### Task inputs
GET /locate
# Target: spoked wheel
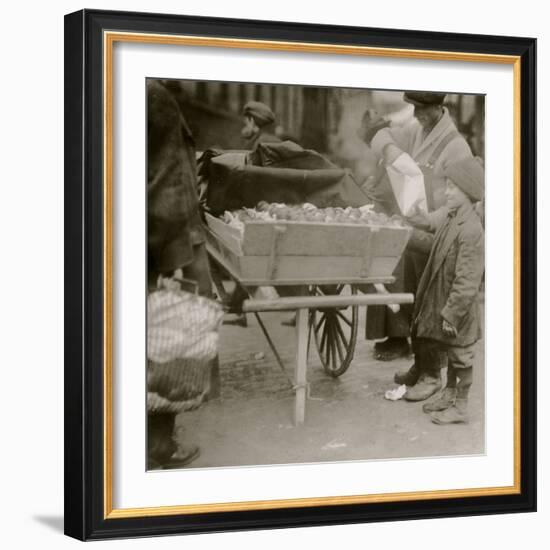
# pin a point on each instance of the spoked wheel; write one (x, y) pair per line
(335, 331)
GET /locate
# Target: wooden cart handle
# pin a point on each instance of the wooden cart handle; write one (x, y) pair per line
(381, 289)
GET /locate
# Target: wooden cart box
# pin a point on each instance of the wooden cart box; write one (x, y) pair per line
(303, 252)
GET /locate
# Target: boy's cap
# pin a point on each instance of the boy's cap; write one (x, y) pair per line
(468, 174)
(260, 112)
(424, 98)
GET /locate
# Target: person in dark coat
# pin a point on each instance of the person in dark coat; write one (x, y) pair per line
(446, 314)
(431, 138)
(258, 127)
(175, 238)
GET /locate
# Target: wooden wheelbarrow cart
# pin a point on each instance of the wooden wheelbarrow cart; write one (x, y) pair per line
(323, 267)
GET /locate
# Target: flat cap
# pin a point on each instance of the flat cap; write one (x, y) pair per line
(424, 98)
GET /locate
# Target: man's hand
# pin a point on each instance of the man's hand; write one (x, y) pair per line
######
### Task inputs
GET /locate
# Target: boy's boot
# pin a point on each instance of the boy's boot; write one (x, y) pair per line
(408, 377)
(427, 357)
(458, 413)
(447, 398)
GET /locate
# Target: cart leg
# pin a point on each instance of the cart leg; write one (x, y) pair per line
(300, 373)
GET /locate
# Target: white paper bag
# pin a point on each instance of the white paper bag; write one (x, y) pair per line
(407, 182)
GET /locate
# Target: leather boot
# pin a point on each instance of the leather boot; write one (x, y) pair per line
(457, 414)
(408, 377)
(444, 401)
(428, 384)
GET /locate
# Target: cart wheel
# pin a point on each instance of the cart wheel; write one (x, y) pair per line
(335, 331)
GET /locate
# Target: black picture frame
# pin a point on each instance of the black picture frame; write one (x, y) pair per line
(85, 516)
######
### Task details
In the entries above, find the line holding "# Target: flat cap" and the line holding "# pin a point on each instance of the man's"; print both of them and every line between, exactly, and nothing else.

### Answer area
# Target: flat cap
# pin a point on each instance of the flat cap; write one (x, y) pair per line
(424, 98)
GET /locate
# Target: man's hand
# pin a point on each instance of the man's hand; write one (x, y) pair per line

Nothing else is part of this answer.